**Supplied passage:**
- Opening Delimiter -

In this study, we examined the effects of FE65 on VLDLR trafficking and processing and found that FE65 increases VLDLR on the cell surface in vitro (Figure 4), similar to the effect of FE65 on ApoER2 trafficking [17]. In addition, FE65 increased sVLDLR, while total VLDLR remained unchanged in COS7 cells (Figure 4) and brain lysates (Figure 8D). Consistent with our previous findings [17], VLDLR CTF was undetectable without the presence of the proteasomal inhibitor MG132 when full length VLDLR was overexpressed. Additionally, we observed increased expression of full length VLDLR with MG132 treatment, suggesting that both VLDLR CTF and full length VLDLR may undergo proteasome degradation (Figure 4A). To further support our findings, a recent study demonstrated that the E3 ubiquitin Ligase IDOL targets the VLDLR receptor for degradation, specifically through the lysine residues adjacent to the NPXY motif [26].

Several studies have shown that the PTB2 domain of FE65 interacts with APP, thereby affecting its trafficking and processing in numerous cell lines [12–14, 27–30]. These studies have differed in the observed effects of FE65 on APP processing. We found that FE65 increased sAPPα and decreased Aβ production in COS7 cells [17], perhaps by modulating APP trafficking. In contrast, we and others have shown that FE65 decreased sAPPα in CHO cells [17, 18], suggesting that the effects in different cell types may be due to different interacting proteins. Guenette et al. examined the effect of FE65 on APP processing in vivo and found that total APP levels were unchanged in 3-4 month old FE65 knockout mice compared to wild-type littermates [11]. Interestingly, we observed that 13 month old FE65 knockout mice have an increase total APP and APP CTF compared to wild-type littermates (Additional file 1: Figure S1), suggesting that FE65 alters APP processing in an age-dependent manner.

- Closing Delimiter -

List every figure cited in the FE65 passage, as each is labeled there. The lines that come after this have nothing to do with the FE65 passage.

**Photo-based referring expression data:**

- Opening Delimiter -

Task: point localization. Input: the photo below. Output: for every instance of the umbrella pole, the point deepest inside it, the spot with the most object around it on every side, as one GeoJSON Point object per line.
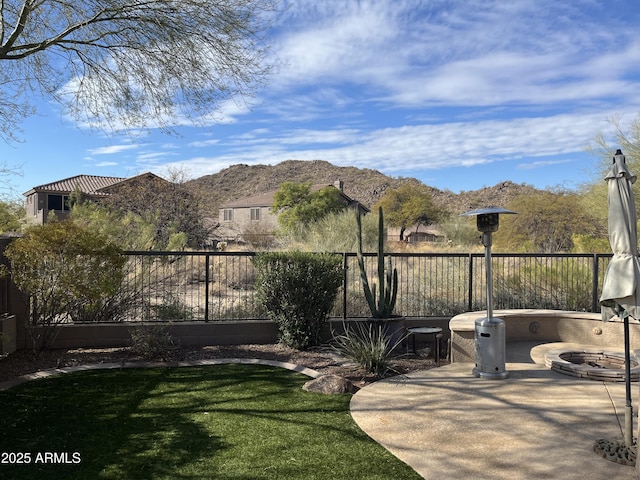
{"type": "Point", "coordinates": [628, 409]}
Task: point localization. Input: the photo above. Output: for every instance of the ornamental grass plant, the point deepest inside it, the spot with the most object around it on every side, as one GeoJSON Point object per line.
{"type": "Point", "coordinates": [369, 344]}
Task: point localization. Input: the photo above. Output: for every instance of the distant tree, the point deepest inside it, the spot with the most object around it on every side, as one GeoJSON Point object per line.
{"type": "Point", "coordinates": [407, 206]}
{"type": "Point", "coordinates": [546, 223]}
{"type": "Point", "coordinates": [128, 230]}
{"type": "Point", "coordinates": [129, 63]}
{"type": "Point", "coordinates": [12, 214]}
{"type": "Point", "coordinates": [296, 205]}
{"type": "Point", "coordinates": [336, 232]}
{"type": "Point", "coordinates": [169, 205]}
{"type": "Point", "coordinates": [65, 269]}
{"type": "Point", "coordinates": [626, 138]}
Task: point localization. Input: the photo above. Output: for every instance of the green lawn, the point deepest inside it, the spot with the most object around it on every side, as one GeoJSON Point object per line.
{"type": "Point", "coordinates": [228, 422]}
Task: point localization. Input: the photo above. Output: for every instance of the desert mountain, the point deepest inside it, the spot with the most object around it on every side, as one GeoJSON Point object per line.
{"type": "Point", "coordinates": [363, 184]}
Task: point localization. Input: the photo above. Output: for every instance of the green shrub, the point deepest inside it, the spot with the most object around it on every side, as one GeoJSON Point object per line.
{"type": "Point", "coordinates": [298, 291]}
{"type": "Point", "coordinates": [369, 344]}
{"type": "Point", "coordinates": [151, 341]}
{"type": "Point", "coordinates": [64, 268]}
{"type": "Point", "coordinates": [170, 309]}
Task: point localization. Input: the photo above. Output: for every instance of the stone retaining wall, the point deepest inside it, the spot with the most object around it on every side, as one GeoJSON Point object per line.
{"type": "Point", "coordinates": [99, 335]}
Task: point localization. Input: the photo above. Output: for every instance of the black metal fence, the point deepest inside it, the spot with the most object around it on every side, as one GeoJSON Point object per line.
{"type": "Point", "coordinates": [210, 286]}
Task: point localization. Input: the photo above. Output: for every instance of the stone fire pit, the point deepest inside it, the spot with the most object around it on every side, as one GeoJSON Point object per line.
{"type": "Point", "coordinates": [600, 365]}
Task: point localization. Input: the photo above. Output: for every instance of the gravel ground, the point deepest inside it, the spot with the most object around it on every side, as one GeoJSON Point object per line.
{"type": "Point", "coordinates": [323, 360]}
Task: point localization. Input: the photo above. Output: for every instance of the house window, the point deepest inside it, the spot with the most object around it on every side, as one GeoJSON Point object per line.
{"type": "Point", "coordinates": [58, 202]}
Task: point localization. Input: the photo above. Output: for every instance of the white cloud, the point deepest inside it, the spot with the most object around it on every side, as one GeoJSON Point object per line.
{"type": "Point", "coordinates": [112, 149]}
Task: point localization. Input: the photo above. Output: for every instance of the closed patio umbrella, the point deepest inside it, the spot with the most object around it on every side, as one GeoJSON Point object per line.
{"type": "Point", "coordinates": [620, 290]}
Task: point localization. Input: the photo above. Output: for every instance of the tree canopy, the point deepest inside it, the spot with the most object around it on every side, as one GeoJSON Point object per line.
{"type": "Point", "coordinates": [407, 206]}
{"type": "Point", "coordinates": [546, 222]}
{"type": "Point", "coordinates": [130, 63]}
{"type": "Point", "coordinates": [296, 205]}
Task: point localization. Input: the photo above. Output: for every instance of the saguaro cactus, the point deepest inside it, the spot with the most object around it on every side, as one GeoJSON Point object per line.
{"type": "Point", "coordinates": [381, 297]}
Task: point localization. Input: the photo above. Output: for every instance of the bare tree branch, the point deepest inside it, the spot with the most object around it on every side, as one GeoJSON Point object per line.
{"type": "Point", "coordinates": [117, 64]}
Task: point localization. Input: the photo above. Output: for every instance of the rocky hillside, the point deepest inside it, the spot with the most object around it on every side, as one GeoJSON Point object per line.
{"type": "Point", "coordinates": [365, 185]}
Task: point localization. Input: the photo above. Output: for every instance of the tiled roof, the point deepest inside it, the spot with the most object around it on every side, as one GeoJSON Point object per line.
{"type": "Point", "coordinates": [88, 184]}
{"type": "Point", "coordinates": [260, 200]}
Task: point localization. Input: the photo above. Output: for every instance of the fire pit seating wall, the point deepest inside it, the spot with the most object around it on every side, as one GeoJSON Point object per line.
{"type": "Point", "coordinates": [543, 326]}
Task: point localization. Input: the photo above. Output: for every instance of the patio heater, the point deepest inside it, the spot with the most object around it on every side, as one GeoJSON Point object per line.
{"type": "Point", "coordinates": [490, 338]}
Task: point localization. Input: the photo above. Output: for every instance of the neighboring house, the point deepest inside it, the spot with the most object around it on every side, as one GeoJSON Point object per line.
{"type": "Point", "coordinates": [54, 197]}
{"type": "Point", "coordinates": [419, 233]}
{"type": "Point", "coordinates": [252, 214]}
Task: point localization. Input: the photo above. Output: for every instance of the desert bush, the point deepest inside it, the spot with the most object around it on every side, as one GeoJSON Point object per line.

- Closing Delimiter -

**Written response:** Figure 4, Figure 8D, Figure 4A, and Additional file 1: Figure S1